● **Trecho de origem**
* * *

ESTUDO FOI FEITO COM CÉLULAS HUMANAS

No estudo, pesquisadores das universidades Johns Hopkins e de Yale, nos EUA, analisaram amostras do DNA das células T-CD4 infectadas pelo HIV e inativas de 25 pacientes, dos quais dez começaram a terapia antirretroviral menos de três meses depois de contraírem o vírus e os 15 restantes só após este período. Com isso, eles primeiro descobriram que, nas pessoas que iniciaram o tratamento logo, havia poucas mutações nos genes do vírus integrados ao DNA das células para criar estruturas chamadas “provírus”, que as instruem a se tornarem verdadeiras fábricas de HIV se ativas. Já nas que só começaram a tomar os remédios depois, estas mutações eram tão numerosas que tanto as células late ntes quanto os v írus que elas produzem se ativadas poderiam continuar a escapar da detecção pelo sistema imune.

* * *

● **Material apresentado**

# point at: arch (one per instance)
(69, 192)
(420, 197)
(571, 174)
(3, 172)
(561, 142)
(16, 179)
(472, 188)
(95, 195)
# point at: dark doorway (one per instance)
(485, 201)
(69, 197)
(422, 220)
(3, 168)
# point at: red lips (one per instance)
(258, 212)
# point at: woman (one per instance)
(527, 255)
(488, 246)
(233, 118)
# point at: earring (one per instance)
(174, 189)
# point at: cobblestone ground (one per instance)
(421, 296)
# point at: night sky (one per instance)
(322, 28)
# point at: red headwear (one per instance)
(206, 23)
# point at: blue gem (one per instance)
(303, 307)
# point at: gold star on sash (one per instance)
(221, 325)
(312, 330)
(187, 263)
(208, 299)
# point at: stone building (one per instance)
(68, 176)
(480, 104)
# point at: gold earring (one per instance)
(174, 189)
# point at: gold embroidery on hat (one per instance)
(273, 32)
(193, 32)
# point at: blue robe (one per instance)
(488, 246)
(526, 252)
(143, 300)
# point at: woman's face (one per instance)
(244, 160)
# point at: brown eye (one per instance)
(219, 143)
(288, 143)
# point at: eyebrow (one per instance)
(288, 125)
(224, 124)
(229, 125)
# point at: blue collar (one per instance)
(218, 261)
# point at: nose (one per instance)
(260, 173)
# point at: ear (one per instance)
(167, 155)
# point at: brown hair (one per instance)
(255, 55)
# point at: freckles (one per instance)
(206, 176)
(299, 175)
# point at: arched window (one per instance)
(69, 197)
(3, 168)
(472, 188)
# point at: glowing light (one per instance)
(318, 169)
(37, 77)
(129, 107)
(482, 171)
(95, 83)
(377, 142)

* * *

● **Problema proposto**
Transcreva integralmente o trecho sobre o estudo com células humanas infectadas pelo HIV, sem alterar nenhum caractere.

● **Resolução**
ESTUDO FOI FEITO COM CÉLULAS HUMANAS

No estudo, pesquisadores das universidades Johns Hopkins e de Yale, nos EUA, analisaram amostras do DNA das células T-CD4 infectadas pelo HIV e inativas de 25 pacientes, dos quais dez começaram a terapia antirretroviral menos de três meses depois de contraírem o vírus e os 15 restantes só após este período. Com isso, eles primeiro descobriram que, nas pessoas que iniciaram o tratamento logo, havia poucas mutações nos genes do vírus integrados ao DNA das células para criar estruturas chamadas “provírus”, que as instruem a se tornarem verdadeiras fábricas de HIV se ativas. Já nas que só começaram a tomar os remédios depois, estas mutações eram tão numerosas que tanto as células late ntes quanto os v írus que elas produzem se ativadas poderiam continuar a escapar da detecção pelo sistema imune.